### Set of tasks:
1) In the passage on classification metrics:
(a) Which scikit-learn call does it name for getting the four counts?
(b) Which metric does it say you would prioritize for a spam filter?
(c) Which three engineering or industrial applications does it list as examples?
2) Could you duplicate the part of the passage on classification metrics starting at "This is the" and ending at "not the exception.", word for word?

Get the four counts from your model evaluation — most ML frameworks provide this directly (e.g. scikit-learn's confusion_matrix(y_true, y_pred) returns a 2×2 array you can read TP/FP/FN/TN from, keeping in mind which class is treated as "positive"). Enter them here to get the full set of derived metrics at once, useful for a quick sanity check, for reporting results without re-deriving formulas by hand, or for comparing two models' confusion matrices side by side to see which metric actually differs between them.
It depends entirely on the relative cost of false positives versus false negatives in your specific application, not on a general rule. For a cancer screening test, a false negative (missing an actual case) is typically far more costly than a false positive (an unnecessary follow-up test), so you'd prioritize recall. For a spam filter, a false positive (a real email marked as spam and possibly missed) is often more costly than a false negative (a spam email that gets through), so you'd prioritize precision. When you don't have a clear asymmetric cost, F1 or MCC are reasonable single-number summaries that don't require picking a side.
This is the classic signature of class imbalance: if the negative class dominates the dataset, a model that's biased toward predicting "negative" racks up a large true-negative count that inflates accuracy, while its precision and/or recall for the positive class — which F1 is built from — can still be poor. Always check the confusion matrix directly (not just accuracy) whenever your classes aren't roughly balanced, which in real engineering/industrial applications (defect detection, fault prediction, anomaly detection) is the common case, not the exception.

### Data block:
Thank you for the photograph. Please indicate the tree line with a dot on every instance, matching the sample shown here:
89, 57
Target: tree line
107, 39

### Outputs for the tasks:
1)
(a) confusion_matrix(y_true, y_pred)
(b) Precision
(c) Defect detection, fault prediction, and anomaly detection

2)
This is the classic signature of class imbalance: if the negative class dominates the dataset, a model that's biased toward predicting "negative" racks up a large true-negative count that inflates accuracy, while its precision and/or recall for the positive class — which F1 is built from — can still be poor. Always check the confusion matrix directly (not just accuracy) whenever your classes aren't roughly balanced, which in real engineering/industrial applications (defect detection, fault prediction, anomaly detection) is the common case, not the exception.